## WHAT TO WORK ON:
Write out the passage on search command types word for word, from start to finish.

## QUOTED TEXT:
Dataset processing is seen much more often,
and you do have some conditional
scenarios where commands can act as
dataset processing, so the
distinction for dataset processing is
going to be that you are operating in
bulk on a single completed dataset at
one time. So we'll look at an
example of that.
I want to pivot back to our main
three that we're going to be focusing on,
and I have mentioned some of these
examples already. The eval functions
that we've been talking about so far are
perfect examples of our streaming
commands. So where we are creating new
fields for each entry or log event,
where we are modifying values for all of
the results that are available. That
is where we are streaming with the
search functions. Inputlookup is
possibly one of the most common
generating commands that I see
because someone is intending to
source a dataset stored in a CSV file
or a KV store collection, and you're
able to bring that back as a report and
use that logic in your queries.
So that is
not requiring the index data or
any index data to actually return the
results that you want to see.
And we've talked about stats, very
generally speaking, with a lot of
unique functions you can apply there
where this is going to provide a tabular
output. And it is serving that purpose of
summarization, so we're really
reformatting the data into that
tabular report.
So we see in this example search here
that we are often combining these
different types of search operations. So
in this example that we have, I have
data that already exists in a CSV file.

## Excerpts of bounding box data:
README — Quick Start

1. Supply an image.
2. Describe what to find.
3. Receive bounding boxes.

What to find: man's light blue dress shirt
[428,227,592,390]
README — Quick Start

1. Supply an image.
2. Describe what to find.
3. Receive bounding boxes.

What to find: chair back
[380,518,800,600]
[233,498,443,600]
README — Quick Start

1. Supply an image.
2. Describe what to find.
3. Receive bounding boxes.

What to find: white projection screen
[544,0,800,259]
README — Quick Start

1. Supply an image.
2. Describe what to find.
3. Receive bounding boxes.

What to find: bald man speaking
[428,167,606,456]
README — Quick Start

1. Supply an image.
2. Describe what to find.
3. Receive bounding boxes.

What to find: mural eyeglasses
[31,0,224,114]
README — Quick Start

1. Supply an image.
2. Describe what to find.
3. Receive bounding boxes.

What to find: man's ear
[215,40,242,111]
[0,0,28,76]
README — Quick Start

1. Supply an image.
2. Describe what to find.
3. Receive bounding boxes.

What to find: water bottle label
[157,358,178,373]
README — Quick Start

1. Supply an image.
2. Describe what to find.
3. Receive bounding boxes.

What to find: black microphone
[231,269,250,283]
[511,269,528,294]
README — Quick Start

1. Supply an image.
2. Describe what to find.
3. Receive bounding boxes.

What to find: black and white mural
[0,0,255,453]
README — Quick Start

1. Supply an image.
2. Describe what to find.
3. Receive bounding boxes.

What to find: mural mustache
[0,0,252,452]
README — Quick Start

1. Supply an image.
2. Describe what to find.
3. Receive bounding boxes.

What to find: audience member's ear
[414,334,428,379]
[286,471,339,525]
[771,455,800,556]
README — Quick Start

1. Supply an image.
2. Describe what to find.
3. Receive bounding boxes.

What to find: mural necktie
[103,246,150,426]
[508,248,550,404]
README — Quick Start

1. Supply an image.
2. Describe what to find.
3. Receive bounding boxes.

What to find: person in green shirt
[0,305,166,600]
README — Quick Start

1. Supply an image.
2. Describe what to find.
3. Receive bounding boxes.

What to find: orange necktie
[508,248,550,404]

--

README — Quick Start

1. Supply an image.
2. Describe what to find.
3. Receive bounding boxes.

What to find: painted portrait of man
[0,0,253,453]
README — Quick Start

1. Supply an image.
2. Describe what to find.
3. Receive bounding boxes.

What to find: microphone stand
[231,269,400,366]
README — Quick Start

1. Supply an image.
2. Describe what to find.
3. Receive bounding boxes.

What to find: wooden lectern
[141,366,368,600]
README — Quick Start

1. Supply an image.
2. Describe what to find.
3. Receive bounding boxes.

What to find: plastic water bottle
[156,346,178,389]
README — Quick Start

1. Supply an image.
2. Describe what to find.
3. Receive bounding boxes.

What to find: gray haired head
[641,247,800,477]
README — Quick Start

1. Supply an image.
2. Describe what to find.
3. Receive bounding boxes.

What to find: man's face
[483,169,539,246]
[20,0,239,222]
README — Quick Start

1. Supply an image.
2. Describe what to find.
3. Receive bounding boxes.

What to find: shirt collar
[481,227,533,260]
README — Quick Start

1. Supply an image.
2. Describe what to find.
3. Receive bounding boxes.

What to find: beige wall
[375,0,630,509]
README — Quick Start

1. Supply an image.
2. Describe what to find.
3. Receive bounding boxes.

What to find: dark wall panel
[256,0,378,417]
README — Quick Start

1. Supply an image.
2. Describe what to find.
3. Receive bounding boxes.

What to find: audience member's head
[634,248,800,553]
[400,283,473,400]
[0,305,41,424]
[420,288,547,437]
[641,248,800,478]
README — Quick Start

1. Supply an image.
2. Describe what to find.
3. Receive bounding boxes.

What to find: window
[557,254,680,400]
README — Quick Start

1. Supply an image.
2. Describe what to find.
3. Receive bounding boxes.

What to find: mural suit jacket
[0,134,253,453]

## TASK RESULT:
Dataset processing is seen much more often,
and you do have some conditional
scenarios where commands can act as
dataset processing, so the
distinction for dataset processing is
going to be that you are operating in
bulk on a single completed dataset at
one time. So we'll look at an
example of that.
I want to pivot back to our main
three that we're going to be focusing on,
and I have mentioned some of these
examples already. The eval functions
that we've been talking about so far are
perfect examples of our streaming
commands. So where we are creating new
fields for each entry or log event,
where we are modifying values for all of
the results that are available. That
is where we are streaming with the
search functions. Inputlookup is
possibly one of the most common
generating commands that I see
because someone is intending to
source a dataset stored in a CSV file
or a KV store collection, and you're
able to bring that back as a report and
use that logic in your queries.
So that is
not requiring the index data or
any index data to actually return the
results that you want to see.
And we've talked about stats, very
generally speaking, with a lot of
unique functions you can apply there
where this is going to provide a tabular
output. And it is serving that purpose of
summarization, so we're really
reformatting the data into that
tabular report.
So we see in this example search here
that we are often combining these
different types of search operations. So
in this example that we have, I have
data that already exists in a CSV file.